Point-per-instance localization data:
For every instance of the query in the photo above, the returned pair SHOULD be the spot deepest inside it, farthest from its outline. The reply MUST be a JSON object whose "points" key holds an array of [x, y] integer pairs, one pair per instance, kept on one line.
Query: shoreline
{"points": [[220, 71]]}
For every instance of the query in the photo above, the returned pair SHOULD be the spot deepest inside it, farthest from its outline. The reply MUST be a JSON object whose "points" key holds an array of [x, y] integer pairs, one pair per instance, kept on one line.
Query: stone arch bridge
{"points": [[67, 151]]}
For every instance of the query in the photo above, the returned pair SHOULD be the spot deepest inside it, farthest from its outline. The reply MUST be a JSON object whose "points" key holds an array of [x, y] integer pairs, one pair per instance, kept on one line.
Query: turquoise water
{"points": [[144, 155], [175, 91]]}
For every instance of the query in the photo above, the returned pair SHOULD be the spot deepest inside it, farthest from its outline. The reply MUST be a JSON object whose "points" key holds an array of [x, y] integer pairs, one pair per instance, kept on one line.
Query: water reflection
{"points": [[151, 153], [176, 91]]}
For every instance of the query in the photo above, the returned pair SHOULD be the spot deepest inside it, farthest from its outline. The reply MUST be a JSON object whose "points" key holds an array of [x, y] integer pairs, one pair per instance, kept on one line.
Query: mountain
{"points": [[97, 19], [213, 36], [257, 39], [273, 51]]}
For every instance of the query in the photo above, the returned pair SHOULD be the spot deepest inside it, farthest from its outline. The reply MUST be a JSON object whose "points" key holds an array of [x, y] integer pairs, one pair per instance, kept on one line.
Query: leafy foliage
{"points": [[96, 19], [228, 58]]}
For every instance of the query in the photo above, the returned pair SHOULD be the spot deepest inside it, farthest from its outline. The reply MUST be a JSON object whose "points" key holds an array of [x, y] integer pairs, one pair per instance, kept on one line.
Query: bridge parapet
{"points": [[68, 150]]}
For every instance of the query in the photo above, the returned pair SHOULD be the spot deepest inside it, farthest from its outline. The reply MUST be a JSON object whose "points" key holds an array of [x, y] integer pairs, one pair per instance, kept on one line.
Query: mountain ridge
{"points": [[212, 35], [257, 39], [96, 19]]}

Try it: Reproduce exactly the line bearing "Query: bridge parapet" and all the lines that come after it in the records above; add nothing.

Answer box:
Query: bridge parapet
{"points": [[68, 150]]}
For every instance of the query in the photo above, the returned pair SHOULD be the spot deepest inside it, farthest from its outline. The reply MUST be a JSON object whose "points" key holds an array of [x, y] integer pairs, one pair per instance, kept on one line.
Query: mountain ridge
{"points": [[212, 35], [257, 39], [96, 19]]}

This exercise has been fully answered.